▶ 選択テキスト
まず、揮発性メモリと、バッテリと揮発性メモリとの間の接続をオンオフするバッテリスイッチとを有するメモリモジュールを想定する。このメモリモジュールにおいて、バッテリスイッチがオンからオフに切り替えられた場合、揮発性メモリの電圧は、メモリモジュール内のコンデンサなどの影響を受けることで緩やかに降下する。ここで、揮発性メモリの電圧がデータ保持可能な電圧値を下回った直後にバッテリスイッチがオフからオンに切り替えられた場合、揮発性メモリのデータが部分的に消失しつつ完全に消去されない状態で電源が再投入されることがある。このような場合、プロセッサが揮発性メモリの部分的なデータ消失を検出できないまま再起動され、正常な出力を実行できないことがある。
特に、電子機器が特許文献2のような形状測定機である場合には、プロセッサが揮発性メモリに書き込まれているはずの測定条件を読み取ることができず、エラーが生じるという問題が生じる。
【0006】
本発明は、バッテリの消費を抑制可能なメモリモジュールおよび形状測定機において、揮発性メモリの不具合発生を抑制することを目的とする。
【課題を解決するための手段】
【0007】
本発明の一態様に係るメモリモジュールは、揮発性メモリと、バッテリの電力を前記揮発性メモリに供給する電力供給経路と、前記揮発性メモリに対して並列な関係で前記電力供給経路に接続された第1コンデンサと、前記第1コンデンサに対して並列な関係で前記電力供給経路に接続された放電抵抗と、前記電力供給経路を前記バッテリに接続するオン状態と、前記電力供給経路を放電切替経路に接続するオフ状態とを切り替えるバッテリスイッチと、前記バッテリスイッチが前記オン状態から前記オフ状態に切り替えられ、かつ、前記電力供給経路から前記バッテリスイッチを介して前記放電切替経路に任意の電荷が流入する間、前記放電抵抗をグランドに接続する放電スイッチと、を備える。

▶ 依頼 1
選択テキストに基づき、次の問いに答えてください。
(a) バッテリスイッチがオンからオフに切り替えられた場合、揮発性メモリの電圧はどのように降下するか。
(b) 本発明は何を目的とするか。
(c) 放電抵抗は、第1コンデンサに対してどのような関係で電力供給経路に接続されているか。
▶ 依頼 2
選択テキストのうち、「まず、揮発性メモリと、バッテ」から「が生じるという問題が生じる。」までを、その語句も含めて一字一句たがえずに書き写してください。

▶ データ部
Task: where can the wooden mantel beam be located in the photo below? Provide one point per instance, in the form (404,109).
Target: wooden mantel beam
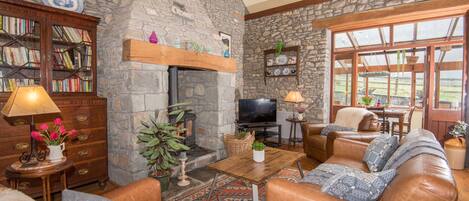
(145,52)
(396,14)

▶ 回答 1
(a) メモリモジュール内のコンデンサなどの影響を受けることで緩やかに降下する。
(b) バッテリの消費を抑制可能なメモリモジュールおよび形状測定機において、揮発性メモリの不具合発生を抑制すること。
(c) 並列な関係で接続されている。

▶ 回答 2
まず、揮発性メモリと、バッテリと揮発性メモリとの間の接続をオンオフするバッテリスイッチとを有するメモリモジュールを想定する。このメモリモジュールにおいて、バッテリスイッチがオンからオフに切り替えられた場合、揮発性メモリの電圧は、メモリモジュール内のコンデンサなどの影響を受けることで緩やかに降下する。ここで、揮発性メモリの電圧がデータ保持可能な電圧値を下回った直後にバッテリスイッチがオフからオンに切り替えられた場合、揮発性メモリのデータが部分的に消失しつつ完全に消去されない状態で電源が再投入されることがある。このような場合、プロセッサが揮発性メモリの部分的なデータ消失を検出できないまま再起動され、正常な出力を実行できないことがある。
特に、電子機器が特許文献2のような形状測定機である場合には、プロセッサが揮発性メモリに書き込まれているはずの測定条件を読み取ることができず、エラーが生じるという問題が生じる。